## BEGIN Input records

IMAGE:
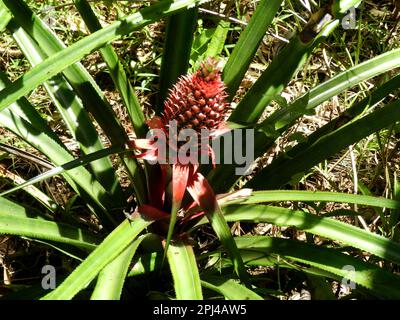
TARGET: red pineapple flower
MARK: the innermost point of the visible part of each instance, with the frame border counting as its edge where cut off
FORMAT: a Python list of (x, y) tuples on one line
[(198, 100)]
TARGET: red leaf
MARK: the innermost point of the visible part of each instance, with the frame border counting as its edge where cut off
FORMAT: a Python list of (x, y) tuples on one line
[(180, 177)]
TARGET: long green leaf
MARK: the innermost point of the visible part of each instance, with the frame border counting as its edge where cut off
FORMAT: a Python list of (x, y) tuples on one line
[(324, 227), (316, 196), (116, 71), (178, 42), (12, 208), (285, 159), (248, 43), (327, 146), (380, 281), (111, 279), (106, 252), (277, 123), (73, 113), (25, 122), (76, 163), (64, 58), (229, 288), (185, 273), (46, 230), (353, 76)]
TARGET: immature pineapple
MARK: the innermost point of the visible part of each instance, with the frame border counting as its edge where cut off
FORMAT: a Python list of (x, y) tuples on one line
[(198, 100)]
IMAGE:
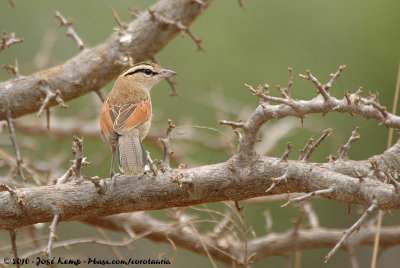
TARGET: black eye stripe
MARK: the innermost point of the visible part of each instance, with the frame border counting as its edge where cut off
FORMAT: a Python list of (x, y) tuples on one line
[(143, 70)]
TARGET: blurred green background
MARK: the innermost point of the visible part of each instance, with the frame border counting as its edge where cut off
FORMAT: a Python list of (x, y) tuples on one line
[(254, 45)]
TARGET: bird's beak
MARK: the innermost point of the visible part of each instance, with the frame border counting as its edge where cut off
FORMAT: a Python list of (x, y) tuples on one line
[(168, 73)]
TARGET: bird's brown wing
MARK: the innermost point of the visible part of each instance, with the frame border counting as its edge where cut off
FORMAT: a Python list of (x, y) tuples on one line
[(117, 119)]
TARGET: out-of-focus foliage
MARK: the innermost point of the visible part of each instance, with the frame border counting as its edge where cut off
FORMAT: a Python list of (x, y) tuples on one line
[(253, 45)]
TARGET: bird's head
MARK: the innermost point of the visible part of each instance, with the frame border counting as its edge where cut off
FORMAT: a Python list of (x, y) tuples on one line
[(146, 75)]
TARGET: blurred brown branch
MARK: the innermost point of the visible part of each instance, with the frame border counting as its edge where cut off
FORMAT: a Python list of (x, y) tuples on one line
[(93, 68)]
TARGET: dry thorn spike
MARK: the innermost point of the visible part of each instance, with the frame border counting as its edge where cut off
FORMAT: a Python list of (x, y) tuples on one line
[(100, 95), (268, 221), (14, 246), (309, 195), (70, 31), (345, 148), (152, 164), (290, 83), (276, 181), (234, 125), (9, 189), (393, 181), (50, 95), (334, 77), (353, 228), (14, 141), (14, 69), (319, 86), (120, 24), (166, 142), (306, 149), (283, 92), (135, 11), (287, 152), (8, 40), (311, 215), (52, 235), (170, 81), (347, 96), (177, 24), (327, 132)]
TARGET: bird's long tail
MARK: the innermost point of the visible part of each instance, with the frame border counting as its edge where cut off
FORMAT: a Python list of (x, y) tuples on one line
[(132, 158)]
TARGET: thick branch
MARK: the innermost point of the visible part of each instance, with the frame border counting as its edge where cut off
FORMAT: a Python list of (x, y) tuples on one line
[(212, 183), (92, 69)]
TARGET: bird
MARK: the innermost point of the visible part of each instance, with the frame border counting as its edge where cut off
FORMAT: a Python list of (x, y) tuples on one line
[(126, 115)]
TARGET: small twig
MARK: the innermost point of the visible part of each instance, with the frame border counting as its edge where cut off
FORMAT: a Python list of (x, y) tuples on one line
[(311, 215), (135, 12), (334, 77), (77, 150), (283, 92), (8, 40), (50, 95), (348, 210), (306, 149), (14, 69), (14, 141), (173, 258), (268, 221), (308, 196), (152, 164), (9, 189), (234, 125), (223, 224), (320, 87), (178, 25), (287, 101), (352, 256), (244, 234), (48, 118), (14, 246), (98, 183), (287, 152), (345, 148), (166, 142), (276, 181), (327, 132), (395, 183), (100, 95), (64, 177), (356, 226), (120, 24), (171, 81), (70, 31), (52, 235)]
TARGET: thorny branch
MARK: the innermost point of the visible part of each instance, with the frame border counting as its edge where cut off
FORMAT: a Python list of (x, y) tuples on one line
[(98, 65), (241, 177)]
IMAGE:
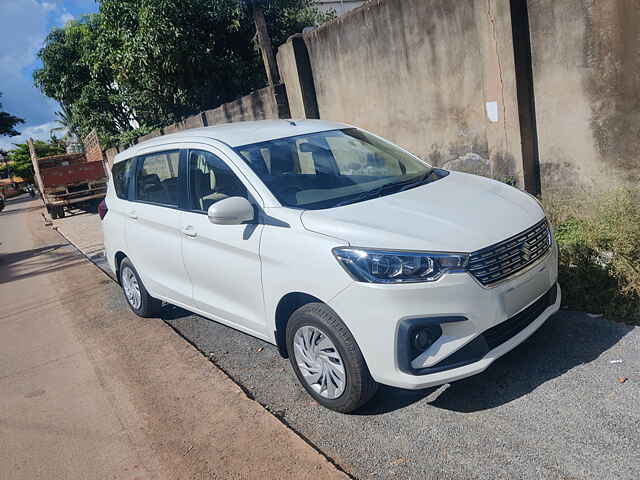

## END Input records

What is being asked:
Copy all of the records above word for word, but leave out the pictures.

Correct response:
IMAGE:
TARGET: red pineapple flower
MARK: the innermost point of the visible part of each instance, with the frame border counting as its edge where cut off
FORMAT: a Python list of (x, y) tuples on one line
[(198, 100)]
TARGET: red leaf
MARK: the innermost point of the visible part of each instance, with the frame border counting as its edge where cut off
FORMAT: a Python list of (x, y) tuples on one line
[(180, 177)]
TARGET: long green leaf
MARK: the innermost point of the visible part of each instance, with the frame border counting as its edge where cut off
FORMAT: a Python list of (x, y) tuples on one line
[(324, 227), (316, 196), (116, 71), (178, 42), (12, 208), (285, 159), (248, 43), (327, 146), (380, 281), (111, 279), (106, 252), (277, 123), (73, 113), (25, 122), (76, 163), (64, 58), (229, 288), (185, 273), (46, 230), (353, 76)]
TARGET: immature pineapple
MARK: the innermost point of the visible part of each instance, with the frame border counting as its edge where cut off
FORMAT: a Python list of (x, y) tuples on one line
[(198, 100)]
IMAGE:
TARGET: black eye stripe
MARK: the innermost point of the visible part of each instance, with the frame border counting as its edge where cut off
FORMAT: a Python list of (x, y) tuples on one line
[(143, 70)]
TARGET: blurred green background
MARK: the innermost point of the visible part of each instance, with the frame border counting as its edge where cut off
FORMAT: a Python list of (x, y) tuples on one line
[(254, 45)]
TARGET: bird's beak
MARK: the innermost point of the visible part of each instance, with the frame border counting as its edge where cut off
FORMAT: a Python list of (x, y) tuples on one line
[(168, 73)]
TARGET: bird's brown wing
MARK: the innermost point of the visible part of each instance, with the frame border counting as its edge where cut off
FORMAT: a Python list of (x, y) tuples on one line
[(117, 119)]
TARGET: out-of-focus foliage
MARK: the innermost point of the visible part of each instance, with the frame border counting as its edge where cut off
FORMAT: a Python list of (x, y) tuples on one line
[(253, 45)]
TARGET: bird's head
MARK: the innermost point of the visible part of each instance, with the frame border counting as its edge where cut off
FORMAT: a Python list of (x, y) tuples on one line
[(146, 75)]
TARGET: blurred brown branch
MARK: the innermost point of the visible part of each instance, with the frame border counting as its edge where cut off
FORMAT: a Python list of (x, y) tuples on one line
[(93, 68)]
TARGET: dry thorn spike
MARK: the innermost point of the visible part of each instance, with the frame border counting as its edge where cut off
FORMAT: a Python list of (x, y) tuples on one line
[(100, 95), (268, 221), (14, 246), (309, 195), (70, 31), (345, 148), (152, 164), (290, 83), (276, 181), (234, 125), (9, 189), (393, 181), (50, 95), (334, 77), (353, 228), (14, 141), (14, 69), (319, 86), (120, 24), (166, 142), (306, 149), (283, 92), (135, 11), (287, 152), (8, 40), (311, 215), (52, 235), (170, 81), (347, 96), (177, 24), (327, 132)]
TARGET: bird's long tail
MARK: the innermost point of the visible part of each instance, with the frame border counting as its edge where cut off
FORMAT: a Python list of (x, y) tuples on one line
[(132, 158)]
TARGET: thick branch
MARK: the innermost point of the visible part of each instance, with the frame border counting as its edge where cut off
FORMAT: a Python list of (x, y) tuples on one line
[(212, 183), (92, 69)]
TARGET: bird
MARK: the innermost point of the visible part of each instance, with the frame border counting as its edge where cut off
FORMAT: a Python list of (x, y) tuples on one line
[(126, 115)]
TARGET: small twig
MARK: the innermost point of the visible part of each instance, with the frame border counting as its edge where cut off
FORMAT: a Python list of (x, y) tuples on one line
[(311, 215), (135, 12), (334, 77), (77, 150), (283, 92), (8, 40), (50, 95), (348, 210), (306, 149), (14, 69), (14, 141), (173, 258), (268, 221), (308, 196), (152, 164), (9, 189), (234, 125), (223, 224), (320, 87), (178, 25), (287, 101), (352, 256), (244, 234), (48, 118), (14, 246), (98, 183), (287, 152), (345, 148), (166, 142), (276, 181), (327, 132), (395, 183), (100, 95), (64, 177), (356, 226), (120, 24), (171, 81), (70, 31), (52, 235)]
TARGET: thorny branch
MARK: the innermost point of the visible part of each instance, with the frame border counting as its edge where cut off
FORMAT: a Python list of (x, y) tuples on one line
[(98, 65), (241, 177)]
IMAGE:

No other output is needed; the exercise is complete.